> [Page excerpt]:
────────────────

# How big a piece of crap is the 2004 Touareg V10 TDI?



## Hugo L. (Jun 7, 2007)

Sorry if the title is blunt, but I'm looking at a 2004 Touareg V10 TDI with 79k miles on the clock.
I've read some horror stories about the reliability of these trucks, ranging from ****ty turbos to crazy sensors to dead batteries to uneven tire wear issues, etc... the list is a mile long. What I don't know is, is that model year a lemon, or are these issues taken care of by the various recalls?
553 lbs of torque and the off road prowess of a mountain goat mean nothing to me if the truck is always in the shop.
Keep in mind, I have a 1999 Toyota 4Runner with over 130k miles on the clock, and the thing runs like new. You could probably replace the engine oil with molasses and it would still run. It NEVER breaks. So reliability is high on my priority list...
Thanks in advance for your input. Maybe I'll be joining your community soon!


----------



## V10 (Nov 15, 2004)

*Re: How big a piece of crap is the 2004 Touareg V10 TDI? (Hugo L.)*

I'll start by saying attitude is everything and you're coming into this with one








The chance that the V10 will need some form of expensive maintenance is much greater than your less technologically advanced Toyota. So, probably best to look elsewhere.
If you do pursue this I would highly recommend looking at lower mileage vehicles; if they are scarce in your area perhaps you don't have much of a choice. Hopefully the price reflects the higher mileage?! If you can get it VW certified with an extended warranty you'd be better off but that's only going to carry you to 100K which may only be a year depending on your diving.
All the stories you've heard are true to but there are many more without such issue so you have to make the call. Perhaps look at the specific history of the vehicle you are looking at to determine how it has had done would be a good starting point. Also, determine the VIN range if it is early production there may be more potentail problems. This vehicle is in another class than your Toyota but it may be missing your personal objectives and expectations.











_Modified by V10 at 1:19 PM 6-7-2007_


----------



## Hugo L. (Jun 7, 2007)

*Re: How big a piece of crap is the 2004 Touareg V10 TDI? (V10)*

LOL!
I just call a spade a spade.
I know what fancy german cars can be, my other car is a BMW M3. Still, it is decently reliable, although annopying little things tend to brake.
The car I'm looking at is certified, an extended warranty is available, and I drive about 25 k miles a year, 10 of them on the M3. I do know that extended warranties come with the obligation to get ass raped by the stealer for their bogus inspections, tho... so it's a mixed blessing. And you guessed right : the price is very good. I'm in Canada, and with our dolar at 94¢, buying a US car is the deal of the century - unless the car breaks down all the time after that.

────────────────

> [Provided material]:
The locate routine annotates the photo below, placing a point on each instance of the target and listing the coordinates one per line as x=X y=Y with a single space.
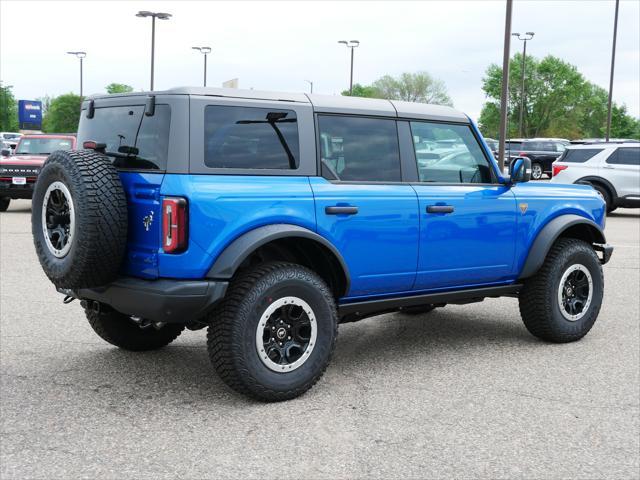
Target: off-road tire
x=100 y=234
x=119 y=330
x=231 y=337
x=538 y=299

────────────────

> [Goals]:
(A) In the Touareg thread, what car besides the 4Runner does Hugo L. say he owns?
(B) List every reliability problem that Hugo L.'s first post in the Touareg thread says he has read about.
(C) Carry on the Touareg thread from the point where it stops.

> [Outputs by task]:
(A) A BMW M3.

(B) Turbos, sensors, dead batteries, and uneven tire wear.

(C)
The vehicle I'm looking at was first sold in april 2004. No idea of the build date. The VIN is WVGHH77L44D045134.
The fact that it has 79 k miles doesn't worry me. But the fact that the carfax reports no recalls (WTF?) kinda puts me off, along with the following : 
Cup holder replaced
Front bumper fascia replaced
Horn replaced 
Front seat replaced
Battery/charging system checked read between the lines : the battery dies)


----------



## rlkeen (May 15, 2006)

*Re: How big a piece of crap is the 2004 Touareg V10 TDI? (Hugo L.)*

keep the 4 runner since it sounds like you already formed your opinion


----------



## spockcat (Jun 5, 2003)

*Re: How big a piece of crap is the 2004 Touareg V10 TDI? (Hugo L.)*

2 years, 36,000 miles, no problems.
But with your attitude, perhaps you should stick with your Toyota. Maintenance will be more money than your Toyota and you won't be happy.
My VIN is very close to the one you are looking at too.


----------



## urodock (Jan 14, 2007)

driving a Toyota is like having intercourse wearing 5 condoms, it is more reliable but kinda defeats the purpose of driving.


----------



## Ross08TouaregV8 (Dec 14, 2005)

*Re: (urodock)*


_Quote, originally posted by *urodock* »_driving a Toyota is like having intercourse wearing 5 condoms, it is more reliable but kinda defeats the purpose of driving.

Couldn't have said it better myself....signature material!


----------



## pfb2 (Apr 29, 2006)

*Re: How big a piece of crap is the 2004 Touareg V10 TDI? (Hugo L.)*


_Quote, originally posted by *Hugo L.* »_I know what fancy german cars can be, my other car is a BMW M3. Still, it is decently reliable, although annopying little things tend to brake (sic) 

If you read the M3 boards shortly after the E46 M3 came out, you also would have concluded that the M3 was a turd and not worth owning. Hell man, the engines where self destructing, and BMW _was not_ stepping up to the plate (initially) on replacement!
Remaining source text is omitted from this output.